• **Set exercise**: Reproduce every record below line for line, leaving out the pictures.

-- Begin Dataset entries --

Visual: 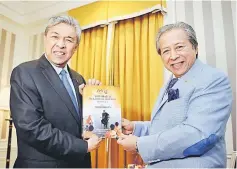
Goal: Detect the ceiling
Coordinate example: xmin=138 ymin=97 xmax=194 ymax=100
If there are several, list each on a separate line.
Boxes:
xmin=0 ymin=0 xmax=97 ymax=24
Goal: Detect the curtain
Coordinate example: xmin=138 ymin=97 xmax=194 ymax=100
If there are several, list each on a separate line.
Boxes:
xmin=71 ymin=26 xmax=107 ymax=84
xmin=111 ymin=12 xmax=163 ymax=168
xmin=71 ymin=12 xmax=163 ymax=168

-- End Dataset entries --

• **Result for this exercise**:
Visual: 
Goal: Detect the ceiling
Coordinate example: xmin=138 ymin=97 xmax=194 ymax=100
If there are several, list each on a separate line.
Boxes:
xmin=0 ymin=0 xmax=97 ymax=24
Goal: Detect the curtain
Coordinate example: xmin=138 ymin=97 xmax=194 ymax=100
If there are several, list each on a separate line.
Boxes:
xmin=71 ymin=26 xmax=107 ymax=84
xmin=111 ymin=12 xmax=163 ymax=168
xmin=71 ymin=12 xmax=163 ymax=168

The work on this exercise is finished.